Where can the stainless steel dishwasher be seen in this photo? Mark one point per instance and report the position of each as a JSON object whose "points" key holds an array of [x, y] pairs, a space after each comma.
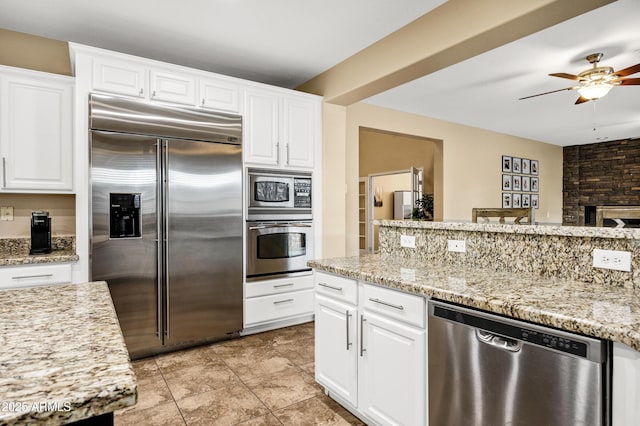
{"points": [[485, 369]]}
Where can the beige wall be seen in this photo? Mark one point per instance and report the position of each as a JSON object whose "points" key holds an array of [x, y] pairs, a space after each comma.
{"points": [[468, 159], [32, 52], [61, 208]]}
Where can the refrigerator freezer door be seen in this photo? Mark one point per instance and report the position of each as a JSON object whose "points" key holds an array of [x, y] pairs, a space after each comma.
{"points": [[203, 187], [126, 164]]}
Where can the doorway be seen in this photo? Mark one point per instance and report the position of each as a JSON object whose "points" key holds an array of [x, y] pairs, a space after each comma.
{"points": [[390, 162]]}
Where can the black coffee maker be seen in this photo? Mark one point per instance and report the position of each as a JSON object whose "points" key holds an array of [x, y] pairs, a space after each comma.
{"points": [[40, 233]]}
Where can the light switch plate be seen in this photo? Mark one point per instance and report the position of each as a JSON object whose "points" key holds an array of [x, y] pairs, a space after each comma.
{"points": [[612, 259], [6, 213], [408, 241], [457, 245]]}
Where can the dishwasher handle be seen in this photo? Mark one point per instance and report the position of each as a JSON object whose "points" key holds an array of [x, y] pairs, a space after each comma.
{"points": [[499, 342]]}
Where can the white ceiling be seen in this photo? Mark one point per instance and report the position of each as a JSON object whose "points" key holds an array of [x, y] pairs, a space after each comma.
{"points": [[279, 42], [287, 42], [483, 91]]}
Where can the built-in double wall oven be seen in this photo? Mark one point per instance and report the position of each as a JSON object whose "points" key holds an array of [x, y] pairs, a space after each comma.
{"points": [[279, 226]]}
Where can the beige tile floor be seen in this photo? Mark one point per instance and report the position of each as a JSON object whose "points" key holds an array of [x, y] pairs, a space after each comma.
{"points": [[262, 379]]}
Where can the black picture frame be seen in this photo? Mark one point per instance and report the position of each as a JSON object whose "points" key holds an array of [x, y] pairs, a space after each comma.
{"points": [[506, 200]]}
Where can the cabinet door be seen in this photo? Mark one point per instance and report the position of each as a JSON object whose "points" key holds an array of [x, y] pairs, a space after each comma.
{"points": [[336, 347], [172, 87], [261, 145], [392, 372], [123, 77], [36, 135], [219, 94], [300, 117]]}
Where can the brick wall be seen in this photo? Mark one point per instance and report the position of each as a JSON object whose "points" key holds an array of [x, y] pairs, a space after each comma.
{"points": [[606, 173]]}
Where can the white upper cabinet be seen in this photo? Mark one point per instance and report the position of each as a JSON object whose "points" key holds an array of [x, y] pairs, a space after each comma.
{"points": [[172, 87], [219, 94], [261, 128], [121, 77], [36, 130], [281, 129]]}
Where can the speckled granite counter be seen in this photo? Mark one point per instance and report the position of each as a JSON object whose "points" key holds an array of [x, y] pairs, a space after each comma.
{"points": [[15, 251], [598, 310], [62, 355]]}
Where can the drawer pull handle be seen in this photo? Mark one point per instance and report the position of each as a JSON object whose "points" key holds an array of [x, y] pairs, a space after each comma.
{"points": [[348, 315], [330, 286], [391, 305], [362, 349], [24, 277]]}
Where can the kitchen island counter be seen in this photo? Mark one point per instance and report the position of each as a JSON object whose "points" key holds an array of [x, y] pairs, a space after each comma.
{"points": [[63, 358], [593, 309]]}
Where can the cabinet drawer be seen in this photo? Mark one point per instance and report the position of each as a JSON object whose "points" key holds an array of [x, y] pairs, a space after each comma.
{"points": [[278, 307], [341, 288], [279, 285], [32, 276], [394, 304]]}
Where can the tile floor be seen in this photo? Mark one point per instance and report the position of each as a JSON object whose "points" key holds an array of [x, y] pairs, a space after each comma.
{"points": [[261, 379]]}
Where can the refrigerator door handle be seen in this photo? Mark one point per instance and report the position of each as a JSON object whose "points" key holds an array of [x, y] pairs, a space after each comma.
{"points": [[165, 235], [159, 242]]}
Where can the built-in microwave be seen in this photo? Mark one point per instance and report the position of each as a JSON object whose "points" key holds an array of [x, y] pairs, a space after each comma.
{"points": [[278, 248], [274, 193]]}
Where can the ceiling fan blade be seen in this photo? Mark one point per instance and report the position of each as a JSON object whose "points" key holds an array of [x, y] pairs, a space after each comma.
{"points": [[565, 75], [630, 82], [546, 93], [581, 100], [628, 71]]}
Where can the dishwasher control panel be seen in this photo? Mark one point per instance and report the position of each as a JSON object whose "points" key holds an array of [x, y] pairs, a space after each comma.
{"points": [[502, 328]]}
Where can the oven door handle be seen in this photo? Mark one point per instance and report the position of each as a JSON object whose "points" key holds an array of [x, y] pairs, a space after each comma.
{"points": [[280, 225]]}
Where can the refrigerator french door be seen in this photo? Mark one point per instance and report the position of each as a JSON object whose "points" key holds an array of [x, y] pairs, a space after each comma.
{"points": [[167, 237]]}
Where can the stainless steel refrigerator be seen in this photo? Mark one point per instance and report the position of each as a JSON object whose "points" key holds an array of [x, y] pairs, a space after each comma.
{"points": [[166, 209]]}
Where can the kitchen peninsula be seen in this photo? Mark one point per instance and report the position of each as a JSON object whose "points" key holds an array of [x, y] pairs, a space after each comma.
{"points": [[540, 274], [63, 357]]}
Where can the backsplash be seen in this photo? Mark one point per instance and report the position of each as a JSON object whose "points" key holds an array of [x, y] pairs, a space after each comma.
{"points": [[546, 251], [21, 246]]}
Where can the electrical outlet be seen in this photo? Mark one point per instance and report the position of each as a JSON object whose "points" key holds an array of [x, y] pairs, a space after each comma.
{"points": [[6, 213], [612, 259], [408, 241], [457, 245]]}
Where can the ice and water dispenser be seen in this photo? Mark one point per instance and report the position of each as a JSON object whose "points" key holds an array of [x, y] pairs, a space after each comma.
{"points": [[124, 215]]}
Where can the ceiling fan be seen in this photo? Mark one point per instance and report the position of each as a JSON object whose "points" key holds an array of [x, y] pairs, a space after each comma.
{"points": [[596, 82]]}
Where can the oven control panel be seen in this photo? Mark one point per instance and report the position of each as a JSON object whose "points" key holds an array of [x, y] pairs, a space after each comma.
{"points": [[302, 193]]}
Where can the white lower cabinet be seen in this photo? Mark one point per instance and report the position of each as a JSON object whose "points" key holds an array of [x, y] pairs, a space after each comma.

· · · · · · ·

Exercise ::
Output each line exactly; omit every picture.

Exercise solution ::
Where can the stainless steel dishwasher be seen in this photo? Mark one point per instance and report the position of each as a JSON object whose "points" key holds an array of [x, y] pairs, a space after each comma.
{"points": [[485, 369]]}
Where can the beige wall be seen in this photo? Mark one point per instance and report the position of each as a JSON object whose "points" key holds an array of [x, y] pairs, a space after each comma.
{"points": [[468, 159], [32, 52], [61, 208]]}
Where can the refrigerator freezer door be seen in this photo? Mark one point per instance and report the position of each as a JSON object whose "points" key holds an array of [x, y] pairs, a space after each comma.
{"points": [[203, 187], [126, 164]]}
Where can the doorway be seen in this photo? Mark one point per instance and report the position of each as a JSON object whose "points" key holds an array of [x, y] pairs, a space after each comma.
{"points": [[390, 162]]}
Where can the black coffee maker be seen in this photo? Mark one point per instance and report the position of each as a JSON object whose "points" key holds an array of [x, y] pairs, a space after each comma.
{"points": [[40, 233]]}
Where can the light switch plate be seen in this photo? Mark one point per instance and report the position of each as a JSON object whose "points" key holds an array of [x, y] pairs, a space after each comma.
{"points": [[612, 259], [6, 213], [408, 241], [457, 245]]}
Where can the dishwasher handle be seen in this photo? Mark one point per instance and report the position of each as a JSON object whose "points" key holds an array of [x, y] pairs, a space after each comma.
{"points": [[499, 342]]}
Where can the white ceiling be seen in this photo? Mark one point per instance and report the position of each as a JSON object whose "points" key holds an array of [x, y] pairs, a space after each comma.
{"points": [[279, 42], [287, 42], [483, 91]]}
Where can the built-in double wall oven be seen in this photo? Mark one point per instance and report the position of each as a JSON object whose "points" key holds an array of [x, y] pairs, a space after each comma.
{"points": [[279, 226]]}
Where can the beige tile floor be seen in this photo? Mark one point per instance and report the position of each as a JSON object whose "points" key holds an array of [x, y] pairs, a space after each comma.
{"points": [[262, 379]]}
Where can the black picture frame be seen in this photo? Mark one point per instance and report the position of each as a JSON object whose "points" key holds an array of [x, y] pairs, a space after each comma.
{"points": [[506, 200]]}
Where can the cabinet door be seen in this photo? Mark one point per instance and report the position of each as a JSON object whose "points" key holds an array of [x, y] pairs, a space after each comma.
{"points": [[336, 347], [172, 87], [261, 145], [392, 372], [123, 77], [36, 135], [219, 94], [300, 117]]}
Where can the brick wall be seen in this photo? Mark one point per instance and report the position of each as a JSON object whose "points" key holds an array of [x, y] pairs, a space after each comma.
{"points": [[606, 173]]}
Where can the white upper cabinet be seen in this photo? Mark one point per instance and report the position of each as a JSON object whose "points" key holds an array of [x, y] pairs, a space after each comma.
{"points": [[172, 87], [219, 94], [261, 128], [121, 77], [36, 130], [281, 129]]}
Where can the speckled granite counter be seen in this photo? Mark one point per instance and report the position of each as a JSON object whose "points" key holds an array of [x, y] pairs, a space after each comma.
{"points": [[15, 251], [598, 310], [62, 355]]}
Where can the drawer pull handle be seen in this photo? Mark one point per instance and report the position of each as a JSON object whose "points" key holds an array of [x, y] pairs, a space after each comma.
{"points": [[348, 315], [330, 286], [391, 305], [362, 349], [24, 277]]}
Where can the kitchen island counter be seen in this photo? Mark one point per instance and report the position of each as a JSON object whose "points" key holds an array of [x, y] pairs, a space after each comma.
{"points": [[63, 358], [593, 309]]}
Where can the cabinet drawer be seen in this photo? Mark one point per instance and report the position of each as a JSON object whose "points" key holds an array of [x, y] pairs, a space after each comma.
{"points": [[278, 307], [341, 288], [279, 285], [32, 276], [394, 304]]}
Where can the tile floor be seen in this photo? Mark one point per instance and report the position of each as a JSON object whose "points" key holds an array of [x, y] pairs, a space after each comma.
{"points": [[261, 379]]}
Where can the refrigerator door handle be seen in this photo? Mark one point per instance and report the position of each as a JSON object whose "points" key holds an array of [x, y] pairs, a space after each comma.
{"points": [[165, 235], [159, 242]]}
Where can the built-in microwave be seen in this photo? Mark one point per instance and report the position of each as a JSON object whose "points" key holds an array of [x, y] pairs, a space after each comma.
{"points": [[278, 248], [274, 193]]}
Where can the ceiling fan blade be seen in this photo? Mark one point per instance and report the position of each as a JSON object whose "points" key holds an array of [x, y] pairs, a space after each comma.
{"points": [[565, 75], [630, 82], [546, 93], [581, 100], [628, 71]]}
Where can the dishwasher control panel be seen in this photo? Mark one point per instance and report the position of each as a JSON object whose "points" key holds an array of [x, y] pairs, a space after each comma.
{"points": [[502, 328]]}
Where can the oven door handle be seen in this photo? Mark one point per instance and report the position of each as a JSON object whose "points" key holds an array of [x, y] pairs, a space after each comma.
{"points": [[280, 225]]}
Where can the refrigerator french door be seen in this photo? Mark one point per instance and report the position of each as a JSON object whose "points" key holds an array of [x, y] pairs, a space after each comma.
{"points": [[167, 237]]}
Where can the stainless steel refrigerator be seen in this photo? Mark one point per instance and report the position of each as a JSON object whose "points" key holds an array of [x, y] pairs, a space after each comma.
{"points": [[166, 209]]}
Where can the kitchen peninsula be seen in this photo? Mark one point per instance and report the position of each as a JSON object whose "points" key holds an array of [x, y] pairs, a space after each comma.
{"points": [[540, 274], [63, 357]]}
Where can the backsplash be seen in this photo? Mark one point per instance and report the position of each as a JSON object whose "points" key holds an array of [x, y] pairs, a space after each comma.
{"points": [[546, 251], [21, 246]]}
Where can the electrical outlet be seen in this photo? Mark one point per instance and report the position of each as a JSON object whose "points" key holds an array of [x, y] pairs, a space after each comma.
{"points": [[6, 213], [612, 259], [408, 241], [457, 245]]}
Where can the ice and water dispenser be seen in this photo? Mark one point per instance and report the position of each as a JSON object whose "points" key holds an array of [x, y] pairs, a space after each comma.
{"points": [[124, 215]]}
Where can the ceiling fan be seen in this photo? Mark one point per instance and report the position of each as a JSON object whose "points" key holds an array of [x, y] pairs, a space after each comma.
{"points": [[596, 82]]}
Where can the oven control panel be seen in this photo? Mark one point per instance and report the position of each as a JSON object whose "points" key holds an array of [x, y] pairs, a space after each comma.
{"points": [[302, 193]]}
Where can the white lower cabinet be seen in this photo? Mark one point per instance and report the position of each as a JSON object whose "points" key holds an array of [x, y] pairs, a space after each comma.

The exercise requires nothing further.